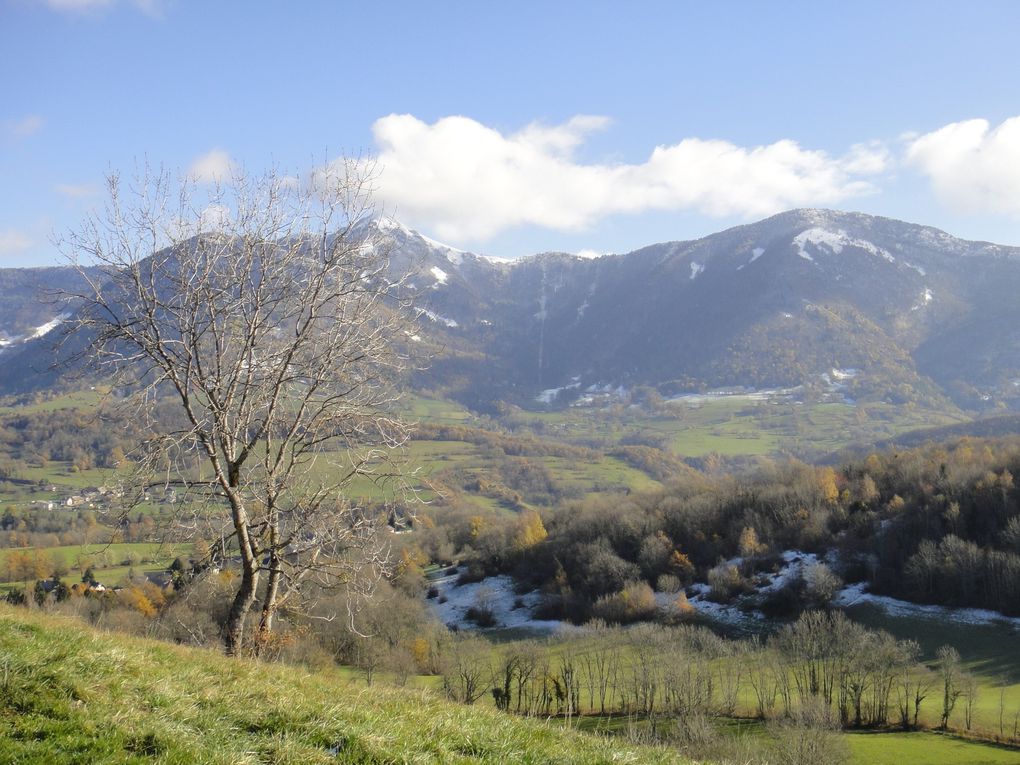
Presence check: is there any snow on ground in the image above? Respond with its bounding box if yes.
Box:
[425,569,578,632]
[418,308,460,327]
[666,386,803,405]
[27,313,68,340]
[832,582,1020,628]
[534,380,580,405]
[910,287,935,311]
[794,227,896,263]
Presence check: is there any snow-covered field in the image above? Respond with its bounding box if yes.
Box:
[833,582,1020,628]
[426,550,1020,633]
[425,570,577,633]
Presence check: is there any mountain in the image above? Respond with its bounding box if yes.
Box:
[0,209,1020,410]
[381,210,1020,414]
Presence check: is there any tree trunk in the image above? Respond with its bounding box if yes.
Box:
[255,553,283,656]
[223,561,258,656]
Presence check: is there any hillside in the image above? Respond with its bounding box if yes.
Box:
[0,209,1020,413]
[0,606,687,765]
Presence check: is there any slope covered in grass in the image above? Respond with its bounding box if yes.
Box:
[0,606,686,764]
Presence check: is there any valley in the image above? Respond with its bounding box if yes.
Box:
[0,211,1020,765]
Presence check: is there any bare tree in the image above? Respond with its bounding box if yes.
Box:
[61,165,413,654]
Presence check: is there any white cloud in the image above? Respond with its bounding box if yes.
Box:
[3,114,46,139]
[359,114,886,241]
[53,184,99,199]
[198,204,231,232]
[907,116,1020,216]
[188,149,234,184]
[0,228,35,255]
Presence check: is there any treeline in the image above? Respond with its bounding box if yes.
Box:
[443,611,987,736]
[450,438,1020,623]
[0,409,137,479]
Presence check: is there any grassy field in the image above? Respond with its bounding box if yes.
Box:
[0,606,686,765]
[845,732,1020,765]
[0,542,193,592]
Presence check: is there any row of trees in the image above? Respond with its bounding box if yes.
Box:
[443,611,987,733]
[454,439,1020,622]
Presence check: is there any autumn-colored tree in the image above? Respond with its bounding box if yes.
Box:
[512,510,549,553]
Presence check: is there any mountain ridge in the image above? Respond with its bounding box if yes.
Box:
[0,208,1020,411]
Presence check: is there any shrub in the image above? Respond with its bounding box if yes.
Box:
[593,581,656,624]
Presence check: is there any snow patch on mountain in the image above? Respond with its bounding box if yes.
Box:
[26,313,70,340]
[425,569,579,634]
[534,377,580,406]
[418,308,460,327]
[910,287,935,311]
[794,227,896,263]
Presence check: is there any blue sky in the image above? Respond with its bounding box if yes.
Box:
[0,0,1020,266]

------------

● STATED GOAL: Copy out the entire listing above with "Presence check" switched to "Visibility check" at every occurrence, changing nothing else. Leave the pictures out of your copy.

● THE OUTPUT:
Visibility check: is there any snow on ground in the image above? Respond with its bounding box if yes.
Box:
[425,569,578,632]
[418,308,460,327]
[666,386,803,405]
[27,313,68,340]
[832,582,1020,628]
[534,380,580,405]
[910,287,935,311]
[794,227,896,263]
Visibility check: is there any snow-covered field in the image above? Respond with its bounding box if yes.
Box:
[833,582,1020,628]
[426,550,1020,633]
[425,570,577,633]
Visibility check: is there any mountain in the image above? Respond with its bounding box if yes.
Box:
[0,209,1020,410]
[381,210,1020,414]
Visibility check: is there any tree trunk in the image above? Respond with its bounding box if yes.
Box:
[255,553,283,656]
[223,561,258,656]
Visibility check: is there any hillside in the image above? Respond with its bounding box if yes.
Box:
[0,209,1020,413]
[0,606,687,765]
Visibility check: is there any slope covered in grass in the image above? Respond with its bounding box if yes.
Box:
[0,606,686,764]
Visibility check: is there any valley in the image above? Respond with its bounding box if yes.
Box:
[0,211,1020,765]
Visibility check: is there any bare tree in the image above? Respond with its bounding box if yes.
Box:
[61,165,413,654]
Visibility check: is there any white cloud in the image above? Respond with its bounding box if yes.
Box:
[3,114,46,139]
[359,114,886,241]
[53,184,99,199]
[198,204,231,232]
[907,116,1020,216]
[188,149,234,184]
[0,228,35,255]
Visibility check: is there any treeline in the image above? Respond with its bounding box if yes.
Box:
[443,611,987,736]
[450,438,1020,623]
[0,409,137,479]
Visibility check: is there any grassy field in the image above? Respond with its bounding box if yes.
Box:
[0,606,686,765]
[845,732,1020,765]
[0,542,193,592]
Visibility check: is there any row of trees in the image above? Respond with its bounding box if yes.
Box:
[443,611,987,733]
[454,439,1020,622]
Visibility check: is there any autumn-colored tree in the image above? Respond with its bounding box if yes.
Box:
[512,510,549,553]
Visibility check: is there any mountain ridge in the image above? Respond with its bounding box if yes.
Box:
[0,208,1020,411]
Visibility check: is there any shrub in the image above? Respond with its bounding box if yes.
Box:
[593,581,656,624]
Visibility check: is there any snow patch on mountain in the image above? Respond with its bounding box if yes.
Box:
[26,313,70,340]
[425,569,579,634]
[534,377,580,406]
[418,308,460,327]
[910,287,935,311]
[794,227,896,263]
Visibility check: is there any blue sky in the image above? Respond with its bounding box if yes.
Box:
[0,0,1020,266]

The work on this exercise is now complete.